**INSTRUCTION:**
Locate "Could you point out the distant" in the listing. Transcribe the line that contains it and every line that follows, through the last, omitting all pictures.

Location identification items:
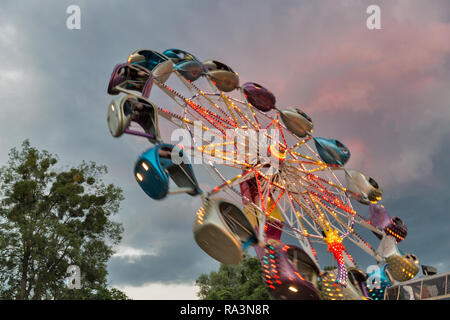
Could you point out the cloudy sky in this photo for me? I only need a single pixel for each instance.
(384, 93)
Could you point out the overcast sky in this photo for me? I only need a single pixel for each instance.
(384, 93)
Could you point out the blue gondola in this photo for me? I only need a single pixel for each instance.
(155, 167)
(377, 283)
(332, 152)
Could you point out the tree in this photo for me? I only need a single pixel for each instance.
(234, 282)
(53, 218)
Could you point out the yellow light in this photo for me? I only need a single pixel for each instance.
(293, 289)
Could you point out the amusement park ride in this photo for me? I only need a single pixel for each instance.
(295, 184)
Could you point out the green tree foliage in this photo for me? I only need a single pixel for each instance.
(234, 282)
(53, 218)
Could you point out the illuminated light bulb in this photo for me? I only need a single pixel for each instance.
(293, 289)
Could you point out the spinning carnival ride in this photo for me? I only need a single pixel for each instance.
(273, 177)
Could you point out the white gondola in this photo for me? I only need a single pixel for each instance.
(223, 231)
(364, 189)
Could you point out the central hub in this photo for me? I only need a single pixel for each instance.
(278, 151)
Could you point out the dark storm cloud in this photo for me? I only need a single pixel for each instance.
(384, 93)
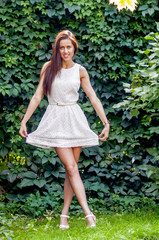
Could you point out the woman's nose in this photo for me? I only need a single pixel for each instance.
(65, 50)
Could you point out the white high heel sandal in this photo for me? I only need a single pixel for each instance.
(64, 226)
(94, 219)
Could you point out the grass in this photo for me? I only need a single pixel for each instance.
(134, 226)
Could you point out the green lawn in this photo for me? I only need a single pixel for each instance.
(132, 226)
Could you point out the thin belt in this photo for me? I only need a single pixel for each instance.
(63, 104)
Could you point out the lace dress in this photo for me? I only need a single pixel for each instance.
(64, 123)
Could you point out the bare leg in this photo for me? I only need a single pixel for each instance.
(67, 158)
(68, 192)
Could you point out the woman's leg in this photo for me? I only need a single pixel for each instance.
(68, 192)
(67, 158)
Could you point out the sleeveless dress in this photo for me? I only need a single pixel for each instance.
(64, 123)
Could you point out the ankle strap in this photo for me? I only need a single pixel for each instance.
(89, 215)
(66, 216)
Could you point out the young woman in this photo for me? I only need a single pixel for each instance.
(64, 126)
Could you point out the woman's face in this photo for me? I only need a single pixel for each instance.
(66, 50)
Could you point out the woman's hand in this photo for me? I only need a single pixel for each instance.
(23, 130)
(104, 133)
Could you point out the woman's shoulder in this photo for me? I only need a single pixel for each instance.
(82, 71)
(46, 64)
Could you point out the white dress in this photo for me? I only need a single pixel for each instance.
(64, 123)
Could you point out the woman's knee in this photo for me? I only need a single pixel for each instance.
(71, 169)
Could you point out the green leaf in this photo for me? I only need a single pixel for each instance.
(40, 183)
(26, 183)
(11, 177)
(151, 11)
(30, 174)
(51, 12)
(134, 113)
(3, 151)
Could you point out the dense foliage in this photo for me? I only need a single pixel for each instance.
(108, 42)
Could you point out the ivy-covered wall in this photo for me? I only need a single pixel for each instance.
(108, 41)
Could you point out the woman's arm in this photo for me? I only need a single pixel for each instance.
(34, 102)
(96, 103)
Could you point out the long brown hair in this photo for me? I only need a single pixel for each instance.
(55, 64)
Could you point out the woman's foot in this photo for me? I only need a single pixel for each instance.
(91, 220)
(64, 222)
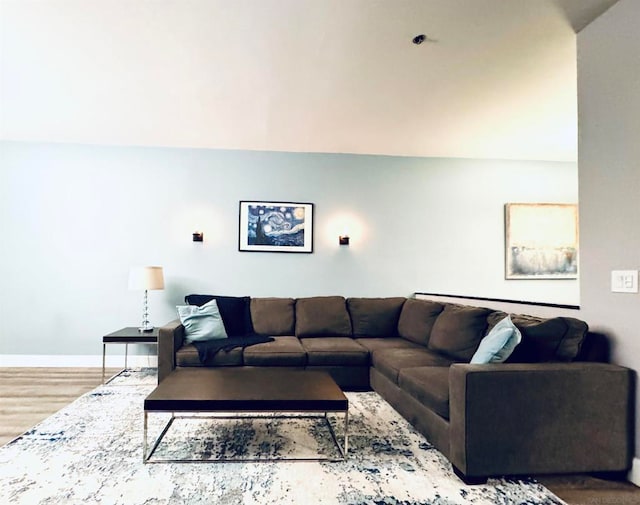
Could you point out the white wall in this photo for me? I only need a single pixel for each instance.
(75, 218)
(609, 161)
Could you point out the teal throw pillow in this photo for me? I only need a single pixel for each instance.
(498, 345)
(202, 323)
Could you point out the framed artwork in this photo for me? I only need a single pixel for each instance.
(541, 241)
(276, 227)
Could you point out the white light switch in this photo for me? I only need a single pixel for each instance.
(624, 281)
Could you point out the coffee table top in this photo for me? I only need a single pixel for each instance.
(247, 390)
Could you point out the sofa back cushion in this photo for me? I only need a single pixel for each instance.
(322, 316)
(417, 319)
(375, 317)
(545, 339)
(273, 316)
(234, 310)
(458, 331)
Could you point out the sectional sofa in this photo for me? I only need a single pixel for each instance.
(549, 409)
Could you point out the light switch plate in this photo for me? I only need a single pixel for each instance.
(624, 281)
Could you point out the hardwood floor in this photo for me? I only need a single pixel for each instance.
(29, 395)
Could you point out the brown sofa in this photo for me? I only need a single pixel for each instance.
(549, 409)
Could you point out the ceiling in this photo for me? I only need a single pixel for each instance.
(495, 78)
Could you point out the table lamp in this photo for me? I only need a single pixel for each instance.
(146, 278)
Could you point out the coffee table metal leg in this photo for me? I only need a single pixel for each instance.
(104, 350)
(346, 433)
(344, 447)
(146, 452)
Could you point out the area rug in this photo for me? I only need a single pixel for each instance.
(91, 453)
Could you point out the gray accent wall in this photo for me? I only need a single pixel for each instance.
(609, 174)
(75, 218)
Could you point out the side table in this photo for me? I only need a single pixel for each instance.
(126, 336)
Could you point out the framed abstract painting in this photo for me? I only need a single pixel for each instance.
(276, 227)
(541, 241)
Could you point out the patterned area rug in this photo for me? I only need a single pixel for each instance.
(91, 452)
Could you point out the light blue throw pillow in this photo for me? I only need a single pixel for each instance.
(498, 345)
(202, 323)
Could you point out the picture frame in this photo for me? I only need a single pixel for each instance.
(275, 227)
(541, 241)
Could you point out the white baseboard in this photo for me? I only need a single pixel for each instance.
(41, 360)
(634, 473)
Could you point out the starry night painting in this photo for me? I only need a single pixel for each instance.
(276, 227)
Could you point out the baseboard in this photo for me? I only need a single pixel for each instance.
(41, 360)
(634, 473)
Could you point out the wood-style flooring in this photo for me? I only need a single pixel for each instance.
(29, 395)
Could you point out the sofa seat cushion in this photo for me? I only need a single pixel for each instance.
(283, 351)
(375, 317)
(458, 331)
(429, 385)
(389, 362)
(417, 319)
(187, 355)
(322, 316)
(334, 351)
(273, 316)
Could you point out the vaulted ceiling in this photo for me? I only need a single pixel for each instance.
(493, 79)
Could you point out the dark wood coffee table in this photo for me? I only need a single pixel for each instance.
(250, 390)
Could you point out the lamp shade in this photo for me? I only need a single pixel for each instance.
(145, 278)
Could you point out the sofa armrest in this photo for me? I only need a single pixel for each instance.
(170, 339)
(514, 419)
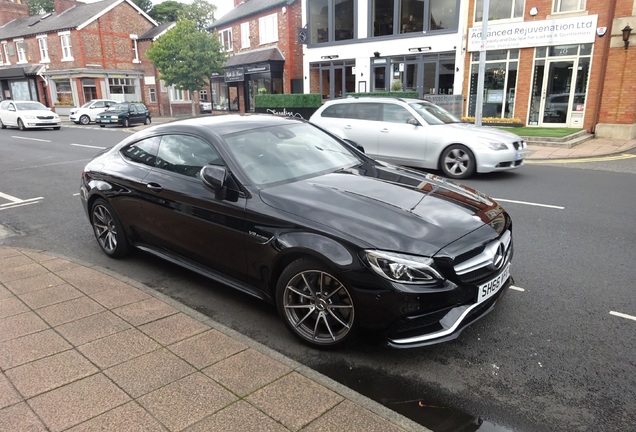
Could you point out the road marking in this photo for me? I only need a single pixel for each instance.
(622, 315)
(31, 139)
(529, 203)
(85, 145)
(580, 160)
(18, 205)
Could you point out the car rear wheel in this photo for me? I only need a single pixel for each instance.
(458, 162)
(108, 230)
(315, 305)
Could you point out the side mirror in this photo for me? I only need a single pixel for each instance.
(215, 177)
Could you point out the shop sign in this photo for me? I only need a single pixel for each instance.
(236, 74)
(564, 31)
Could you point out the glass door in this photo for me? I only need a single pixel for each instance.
(557, 89)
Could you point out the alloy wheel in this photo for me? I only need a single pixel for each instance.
(318, 307)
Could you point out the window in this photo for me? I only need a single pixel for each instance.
(121, 86)
(245, 35)
(499, 10)
(179, 95)
(44, 49)
(20, 48)
(568, 5)
(391, 17)
(142, 152)
(5, 51)
(500, 80)
(268, 29)
(185, 155)
(63, 92)
(225, 37)
(331, 20)
(135, 49)
(65, 41)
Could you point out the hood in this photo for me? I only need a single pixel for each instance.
(387, 208)
(484, 132)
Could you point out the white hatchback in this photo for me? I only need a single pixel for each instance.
(417, 133)
(27, 115)
(87, 112)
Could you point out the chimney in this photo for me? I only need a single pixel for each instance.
(12, 9)
(62, 5)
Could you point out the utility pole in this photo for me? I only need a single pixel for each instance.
(479, 103)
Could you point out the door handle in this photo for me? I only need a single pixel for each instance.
(154, 187)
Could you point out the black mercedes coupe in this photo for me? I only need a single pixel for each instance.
(284, 211)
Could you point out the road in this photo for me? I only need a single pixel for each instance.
(556, 355)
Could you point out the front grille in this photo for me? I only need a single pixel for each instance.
(483, 265)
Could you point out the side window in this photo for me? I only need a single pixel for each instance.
(186, 155)
(395, 113)
(143, 151)
(366, 111)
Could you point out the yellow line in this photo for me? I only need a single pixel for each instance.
(580, 160)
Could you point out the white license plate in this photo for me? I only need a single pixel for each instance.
(488, 289)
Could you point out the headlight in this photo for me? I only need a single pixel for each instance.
(497, 146)
(403, 268)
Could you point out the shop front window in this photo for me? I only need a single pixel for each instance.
(499, 84)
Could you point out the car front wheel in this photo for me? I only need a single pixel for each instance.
(458, 162)
(315, 305)
(108, 230)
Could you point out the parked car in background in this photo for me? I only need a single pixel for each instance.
(124, 114)
(205, 107)
(88, 112)
(417, 133)
(27, 115)
(280, 210)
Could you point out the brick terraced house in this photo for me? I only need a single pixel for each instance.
(80, 52)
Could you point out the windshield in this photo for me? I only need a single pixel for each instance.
(25, 106)
(287, 152)
(434, 114)
(118, 107)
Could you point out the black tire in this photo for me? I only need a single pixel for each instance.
(108, 230)
(458, 162)
(315, 306)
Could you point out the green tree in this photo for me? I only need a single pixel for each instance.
(167, 11)
(186, 57)
(37, 7)
(144, 5)
(199, 11)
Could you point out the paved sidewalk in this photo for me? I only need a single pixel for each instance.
(84, 349)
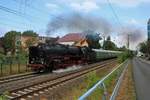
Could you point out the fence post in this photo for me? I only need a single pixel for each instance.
(10, 67)
(1, 70)
(105, 92)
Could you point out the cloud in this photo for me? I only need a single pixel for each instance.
(86, 6)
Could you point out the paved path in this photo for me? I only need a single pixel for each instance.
(141, 74)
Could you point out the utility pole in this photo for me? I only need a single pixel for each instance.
(128, 40)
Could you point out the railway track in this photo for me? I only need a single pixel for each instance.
(31, 90)
(5, 80)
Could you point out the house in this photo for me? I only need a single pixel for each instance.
(71, 38)
(43, 39)
(82, 43)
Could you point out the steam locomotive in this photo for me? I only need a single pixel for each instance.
(47, 57)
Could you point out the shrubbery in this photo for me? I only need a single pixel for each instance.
(125, 55)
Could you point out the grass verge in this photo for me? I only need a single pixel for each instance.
(127, 90)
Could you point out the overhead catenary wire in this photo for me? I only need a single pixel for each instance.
(114, 12)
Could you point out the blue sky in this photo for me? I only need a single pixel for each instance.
(35, 14)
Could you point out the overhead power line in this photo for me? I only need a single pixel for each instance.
(40, 11)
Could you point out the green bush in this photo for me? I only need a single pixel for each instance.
(125, 55)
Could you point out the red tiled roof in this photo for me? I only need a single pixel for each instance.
(71, 37)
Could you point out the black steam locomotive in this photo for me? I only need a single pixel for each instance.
(47, 57)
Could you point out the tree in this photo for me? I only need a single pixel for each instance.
(93, 40)
(30, 42)
(10, 41)
(143, 47)
(109, 45)
(30, 33)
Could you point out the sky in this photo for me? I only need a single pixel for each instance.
(125, 16)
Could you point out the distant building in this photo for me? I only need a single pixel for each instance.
(82, 43)
(71, 38)
(25, 39)
(1, 45)
(148, 29)
(43, 39)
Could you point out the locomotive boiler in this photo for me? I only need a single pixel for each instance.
(47, 57)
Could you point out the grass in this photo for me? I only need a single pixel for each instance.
(7, 69)
(90, 80)
(127, 90)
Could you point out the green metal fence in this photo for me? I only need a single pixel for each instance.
(13, 65)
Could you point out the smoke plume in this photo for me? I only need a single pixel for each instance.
(136, 35)
(75, 22)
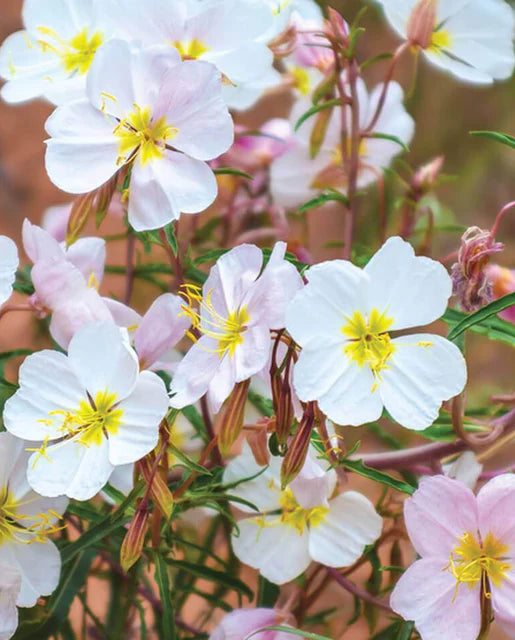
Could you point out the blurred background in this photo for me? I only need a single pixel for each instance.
(444, 111)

**RIGHT ANSWER:**
Could you point out the distant building in this photo for me? I only need a single pixel for each instance.
(82, 43)
(71, 38)
(25, 39)
(1, 45)
(148, 29)
(43, 39)
Could you point out the locomotive boiler in this photo for me? I only need a single pixel for each instance.
(47, 57)
Could you point out the grass in this photo for me? I only need a single pixel for each instance.
(7, 69)
(90, 80)
(127, 90)
Could you point out the green metal fence in this photo for me? I only need a single pixel for each instance.
(13, 65)
Could you point out the smoke plume in this photo for me? I only need a single pixel for each instance.
(136, 35)
(75, 22)
Could you point out the blurred background in this photo for me? I only need a single pixel for each instance.
(444, 111)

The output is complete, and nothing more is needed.